§ Written problem:
Can you write out all the lines word for word, with no pictures?

§ Data supplied:
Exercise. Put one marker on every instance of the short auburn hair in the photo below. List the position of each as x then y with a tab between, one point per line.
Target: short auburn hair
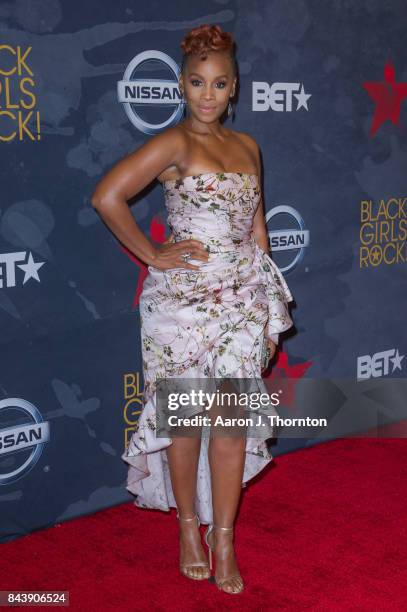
199	41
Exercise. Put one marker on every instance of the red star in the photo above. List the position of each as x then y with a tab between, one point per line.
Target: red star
387	95
157	233
285	374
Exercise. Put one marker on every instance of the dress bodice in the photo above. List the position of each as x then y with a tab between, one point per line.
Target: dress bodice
216	208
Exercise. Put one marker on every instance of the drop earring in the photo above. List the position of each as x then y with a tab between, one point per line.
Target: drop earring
231	110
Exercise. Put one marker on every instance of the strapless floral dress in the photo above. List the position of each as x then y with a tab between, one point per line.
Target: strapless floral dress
205	323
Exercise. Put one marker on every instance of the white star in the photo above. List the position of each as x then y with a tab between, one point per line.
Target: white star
397	360
31	268
302	98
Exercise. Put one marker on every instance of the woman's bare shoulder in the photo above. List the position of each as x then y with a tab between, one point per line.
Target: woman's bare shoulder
247	139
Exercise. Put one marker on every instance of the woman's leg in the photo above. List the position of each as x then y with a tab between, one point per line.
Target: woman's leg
183	457
226	459
226	456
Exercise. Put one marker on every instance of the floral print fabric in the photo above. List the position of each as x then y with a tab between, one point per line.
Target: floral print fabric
205	323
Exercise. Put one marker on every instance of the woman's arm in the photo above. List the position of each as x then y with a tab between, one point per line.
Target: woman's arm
259	229
127	178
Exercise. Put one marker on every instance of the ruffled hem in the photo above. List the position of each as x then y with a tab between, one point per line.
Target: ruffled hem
148	477
278	296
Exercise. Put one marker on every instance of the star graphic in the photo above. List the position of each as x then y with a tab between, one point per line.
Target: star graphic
397	361
387	95
31	268
302	98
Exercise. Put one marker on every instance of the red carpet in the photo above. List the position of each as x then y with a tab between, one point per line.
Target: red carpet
323	528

§ Exercise output:
Exercise. Put one marker on every instance of the short auburn hair in the photo below. List the position of each as x then y with a tab between, one point per line.
Target: short auburn hair
199	41
Exercise. Put one marker on every instance of the red star in the photo above. List the position of each as x then y with a tab between, one point per line.
Target: red star
387	95
157	233
285	374
Exercise. Put one marker on every instance of the dress bodice in the photo above. List the position of each as x then y with a tab between, one point per line.
Target: dress bodice
216	208
Exercise. Put one marker on every instance of the drop earring in the photo above. List the position of each as x then y with a tab between, one point per line.
Target: drop earring
231	110
Exercise. Put one marker on every instance of the strapless floral dress in the photo above. List the position of each as x then y with a tab between, one point per line.
Target: strapless floral dress
205	323
Exercise. Put one marker on every instance of the white star in the photo above. List the position of each as x then y with a tab between, one point per line.
Target: white star
397	360
31	268
302	98
Exercise. Put one marker on every instance of the woman's bare shoulder in the photo above. List the position of each as x then y with a tab between, one point per line.
Target: woman's bare shoulder
247	139
Exercise. Put one marker on every instance of the woman's leg in the photo above. List the position of each as x then y with a tab between, one point per line.
Target: woman's leg
183	457
226	459
226	456
Exercise. Put one marker on every instance of the floral print fabric in the photo above. List the position of each as x then y with a tab between, one point per line.
Target: floral print fabric
205	323
Exercise. Put one marker on every instance of the woman's arm in the photo above. List the position of each as x then y with a tab between, one point per line.
Target: woman's arm
259	229
127	178
Exercise. Put one marker on every instance of the ruffled hem in the photo above. List the position of each as x then y with a tab between, one point per line.
Target: ruffled hem
148	477
278	296
Exercise. Put one marker on every instance of the star graphic in the photo above. List the position of each as x then y with a tab between, one point per line.
Target: star graphic
397	361
387	95
31	268
302	98
Exercise. Put one marker on every instance of the red carpet in the photo above. List the position of each as x then y with a tab between, one point per line.
Target: red carpet
323	528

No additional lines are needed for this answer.